§ TASK TO COMPLETE
Reproduce the listing word for word. Skip any image.
☆ ☆ ☆ ☆ ☆
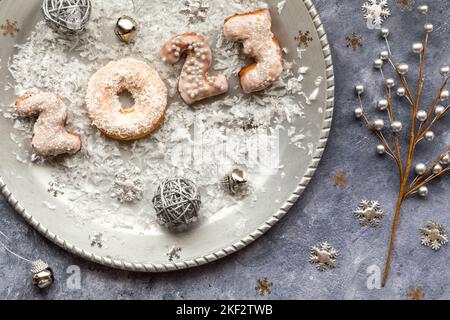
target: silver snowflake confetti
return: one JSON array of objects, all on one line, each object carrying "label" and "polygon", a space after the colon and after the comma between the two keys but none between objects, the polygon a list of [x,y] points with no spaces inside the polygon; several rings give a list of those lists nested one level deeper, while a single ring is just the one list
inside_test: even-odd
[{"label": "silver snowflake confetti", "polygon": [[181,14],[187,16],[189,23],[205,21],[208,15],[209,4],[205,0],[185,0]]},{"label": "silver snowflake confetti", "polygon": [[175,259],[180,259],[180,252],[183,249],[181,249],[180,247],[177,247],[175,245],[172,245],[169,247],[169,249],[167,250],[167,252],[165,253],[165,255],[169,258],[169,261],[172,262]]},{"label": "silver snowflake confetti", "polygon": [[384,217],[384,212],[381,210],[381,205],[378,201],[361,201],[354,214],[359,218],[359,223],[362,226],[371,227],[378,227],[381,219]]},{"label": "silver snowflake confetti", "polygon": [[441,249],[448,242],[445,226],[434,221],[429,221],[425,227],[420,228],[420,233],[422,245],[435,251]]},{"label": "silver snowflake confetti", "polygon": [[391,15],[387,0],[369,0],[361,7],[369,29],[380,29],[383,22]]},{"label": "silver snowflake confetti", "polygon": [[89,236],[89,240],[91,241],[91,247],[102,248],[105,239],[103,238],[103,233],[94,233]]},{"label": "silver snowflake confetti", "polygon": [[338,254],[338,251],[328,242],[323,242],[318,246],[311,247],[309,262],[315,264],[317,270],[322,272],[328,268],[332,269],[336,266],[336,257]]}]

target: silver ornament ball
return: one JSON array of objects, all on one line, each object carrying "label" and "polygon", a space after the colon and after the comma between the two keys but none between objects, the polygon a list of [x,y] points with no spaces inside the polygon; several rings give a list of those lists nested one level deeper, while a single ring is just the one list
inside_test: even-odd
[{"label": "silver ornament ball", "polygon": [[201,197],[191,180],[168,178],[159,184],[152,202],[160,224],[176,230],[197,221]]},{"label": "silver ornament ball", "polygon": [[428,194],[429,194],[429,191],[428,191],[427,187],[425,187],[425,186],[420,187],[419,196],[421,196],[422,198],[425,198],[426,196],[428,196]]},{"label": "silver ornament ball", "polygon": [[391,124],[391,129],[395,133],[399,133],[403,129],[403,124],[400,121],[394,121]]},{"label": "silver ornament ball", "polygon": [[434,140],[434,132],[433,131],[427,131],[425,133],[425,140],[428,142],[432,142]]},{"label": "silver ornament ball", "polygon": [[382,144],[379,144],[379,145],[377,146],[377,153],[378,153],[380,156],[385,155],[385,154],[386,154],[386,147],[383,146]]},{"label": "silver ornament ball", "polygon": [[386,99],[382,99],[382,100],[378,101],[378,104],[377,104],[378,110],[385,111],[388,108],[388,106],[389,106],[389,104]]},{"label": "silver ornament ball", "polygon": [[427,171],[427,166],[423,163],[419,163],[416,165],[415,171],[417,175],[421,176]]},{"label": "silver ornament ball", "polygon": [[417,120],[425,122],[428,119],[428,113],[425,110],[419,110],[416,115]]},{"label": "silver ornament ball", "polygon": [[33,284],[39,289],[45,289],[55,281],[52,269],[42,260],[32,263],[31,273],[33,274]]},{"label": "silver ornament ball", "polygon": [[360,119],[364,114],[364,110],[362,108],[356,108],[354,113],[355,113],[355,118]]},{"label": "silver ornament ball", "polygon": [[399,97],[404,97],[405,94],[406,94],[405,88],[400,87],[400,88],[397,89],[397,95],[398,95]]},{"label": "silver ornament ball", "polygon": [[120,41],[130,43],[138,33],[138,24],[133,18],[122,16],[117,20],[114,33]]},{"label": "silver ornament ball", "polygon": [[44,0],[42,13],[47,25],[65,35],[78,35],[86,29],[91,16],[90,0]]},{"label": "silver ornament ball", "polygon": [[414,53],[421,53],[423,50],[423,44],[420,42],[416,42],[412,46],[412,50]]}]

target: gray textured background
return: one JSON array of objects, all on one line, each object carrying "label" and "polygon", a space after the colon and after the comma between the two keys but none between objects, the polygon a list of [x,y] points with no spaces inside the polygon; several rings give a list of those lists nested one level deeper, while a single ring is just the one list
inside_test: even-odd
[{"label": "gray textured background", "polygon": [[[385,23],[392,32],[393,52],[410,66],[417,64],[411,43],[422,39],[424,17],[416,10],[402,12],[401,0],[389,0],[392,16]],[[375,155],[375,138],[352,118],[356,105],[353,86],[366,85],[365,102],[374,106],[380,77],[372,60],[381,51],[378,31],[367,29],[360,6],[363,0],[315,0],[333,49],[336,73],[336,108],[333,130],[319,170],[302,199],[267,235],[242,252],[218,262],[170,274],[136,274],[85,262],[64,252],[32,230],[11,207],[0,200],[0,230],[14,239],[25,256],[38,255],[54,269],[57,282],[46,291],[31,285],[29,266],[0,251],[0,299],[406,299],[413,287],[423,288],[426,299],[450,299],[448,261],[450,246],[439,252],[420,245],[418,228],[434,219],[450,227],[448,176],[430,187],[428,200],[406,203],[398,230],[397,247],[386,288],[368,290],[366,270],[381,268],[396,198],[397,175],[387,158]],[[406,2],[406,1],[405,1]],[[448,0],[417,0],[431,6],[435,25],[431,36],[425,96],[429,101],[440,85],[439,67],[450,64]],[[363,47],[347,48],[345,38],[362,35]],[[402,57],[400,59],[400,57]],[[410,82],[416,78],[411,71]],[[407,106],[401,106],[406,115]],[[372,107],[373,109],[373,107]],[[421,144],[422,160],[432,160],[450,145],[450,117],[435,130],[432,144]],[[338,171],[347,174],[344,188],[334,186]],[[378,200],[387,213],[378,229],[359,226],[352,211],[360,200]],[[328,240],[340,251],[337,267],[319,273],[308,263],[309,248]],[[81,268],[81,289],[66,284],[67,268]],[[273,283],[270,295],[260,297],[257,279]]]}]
☆ ☆ ☆ ☆ ☆
§ EXERCISE SOLUTION
target: silver snowflake confetti
return: one JSON array of objects, all on one line, each object carrying "label" and "polygon", a space after the colon and after the comma between the two keys but none between objects, the polygon a list of [x,y] points with no spaces inside the polygon; several rings give a list of those lists nested one level deeper, while a single ring is just the one list
inside_test: even-odd
[{"label": "silver snowflake confetti", "polygon": [[181,14],[187,16],[189,23],[205,21],[208,15],[209,4],[205,0],[185,0]]},{"label": "silver snowflake confetti", "polygon": [[175,259],[180,259],[180,252],[183,249],[181,249],[180,247],[177,247],[175,245],[172,245],[169,247],[169,249],[167,250],[167,252],[165,253],[165,255],[169,258],[169,261],[172,262]]},{"label": "silver snowflake confetti", "polygon": [[384,217],[384,212],[381,210],[381,205],[378,201],[361,201],[354,214],[359,218],[359,223],[362,226],[371,227],[378,227],[381,219]]},{"label": "silver snowflake confetti", "polygon": [[441,249],[448,242],[445,226],[434,221],[429,221],[425,227],[420,228],[420,233],[422,245],[435,251]]},{"label": "silver snowflake confetti", "polygon": [[391,15],[387,0],[369,0],[361,7],[369,29],[380,29],[383,22]]},{"label": "silver snowflake confetti", "polygon": [[89,236],[89,240],[91,241],[91,247],[102,248],[105,239],[103,238],[103,233],[94,233]]},{"label": "silver snowflake confetti", "polygon": [[338,254],[338,251],[328,242],[323,242],[318,246],[311,247],[309,262],[315,264],[317,270],[322,272],[328,268],[332,269],[336,266],[336,257]]}]

target: silver ornament ball
return: one JSON array of objects, all on one line, each object carrying "label" and "polygon", a space after the colon and after the comma between the two keys but none between objects, the polygon a list of [x,y] points with no spaces inside the polygon; several rings give a list of those lists nested one level deeper, while a single ring is just the one list
inside_test: even-odd
[{"label": "silver ornament ball", "polygon": [[201,197],[191,180],[168,178],[159,184],[152,202],[160,224],[176,230],[197,221]]},{"label": "silver ornament ball", "polygon": [[428,194],[429,194],[429,191],[428,191],[427,187],[425,187],[425,186],[420,187],[419,196],[421,196],[422,198],[425,198],[426,196],[428,196]]},{"label": "silver ornament ball", "polygon": [[391,124],[391,129],[395,133],[399,133],[403,129],[403,124],[400,121],[394,121]]},{"label": "silver ornament ball", "polygon": [[434,140],[434,132],[433,131],[427,131],[425,133],[425,140],[428,142],[432,142]]},{"label": "silver ornament ball", "polygon": [[382,144],[379,144],[379,145],[377,146],[377,153],[378,153],[380,156],[385,155],[385,154],[386,154],[386,147],[383,146]]},{"label": "silver ornament ball", "polygon": [[386,99],[382,99],[382,100],[378,101],[378,104],[377,104],[378,110],[385,111],[388,108],[388,106],[389,106],[389,104]]},{"label": "silver ornament ball", "polygon": [[427,171],[427,166],[423,163],[419,163],[416,165],[415,171],[417,175],[421,176]]},{"label": "silver ornament ball", "polygon": [[417,120],[425,122],[428,119],[428,113],[425,110],[419,110],[416,115]]},{"label": "silver ornament ball", "polygon": [[33,284],[39,289],[45,289],[55,281],[52,269],[42,260],[32,263],[31,273],[33,274]]},{"label": "silver ornament ball", "polygon": [[360,119],[364,114],[364,110],[362,108],[356,108],[354,113],[355,113],[355,118]]},{"label": "silver ornament ball", "polygon": [[399,97],[404,97],[405,94],[406,94],[405,88],[400,87],[400,88],[397,89],[397,95],[398,95]]},{"label": "silver ornament ball", "polygon": [[120,41],[130,43],[138,33],[138,24],[133,18],[122,16],[117,20],[114,33]]},{"label": "silver ornament ball", "polygon": [[44,0],[42,13],[47,25],[65,35],[78,35],[86,29],[91,16],[90,0]]},{"label": "silver ornament ball", "polygon": [[414,53],[421,53],[423,50],[423,44],[420,42],[416,42],[412,46],[412,50]]}]

target: gray textured background
return: one JSON array of objects, all on one line, each object carrying "label" and "polygon", a space after the colon and after the comma between the two keys but none between objects, the polygon a list of [x,y] points with no spaces inside the polygon; several rings give a list of those lists nested one level deeper, while a single ring is just the one list
inside_test: even-odd
[{"label": "gray textured background", "polygon": [[[385,23],[392,32],[393,52],[410,66],[417,64],[411,43],[422,39],[424,17],[416,10],[402,12],[401,0],[389,0],[392,16]],[[375,155],[375,138],[352,118],[356,105],[353,86],[366,85],[365,102],[374,106],[380,77],[372,60],[381,51],[378,31],[367,29],[360,6],[363,0],[315,0],[333,49],[336,73],[336,108],[333,130],[319,170],[302,199],[267,235],[242,252],[218,262],[170,274],[136,274],[85,262],[64,252],[32,230],[11,207],[0,200],[0,230],[14,239],[25,256],[38,255],[54,269],[57,282],[46,291],[31,285],[29,266],[0,251],[0,299],[406,299],[413,287],[423,288],[426,299],[450,299],[448,261],[450,246],[439,252],[420,245],[418,228],[434,219],[450,227],[448,176],[430,187],[428,200],[406,203],[398,230],[397,247],[386,288],[368,290],[366,270],[381,268],[396,198],[397,175],[387,158]],[[406,2],[406,1],[405,1]],[[448,0],[417,0],[431,6],[435,25],[431,36],[425,96],[429,101],[440,85],[439,67],[450,64]],[[363,47],[347,48],[345,38],[362,35]],[[402,57],[400,59],[400,57]],[[410,82],[416,78],[411,71]],[[407,106],[401,106],[406,115]],[[372,107],[373,109],[373,107]],[[421,144],[422,160],[432,160],[450,145],[450,117],[435,130],[432,144]],[[338,171],[347,174],[344,188],[334,186]],[[378,200],[387,213],[378,229],[359,226],[352,211],[360,200]],[[328,240],[340,251],[337,267],[319,273],[308,263],[309,248]],[[81,268],[81,289],[66,284],[67,268]],[[273,283],[270,295],[260,297],[257,279]]]}]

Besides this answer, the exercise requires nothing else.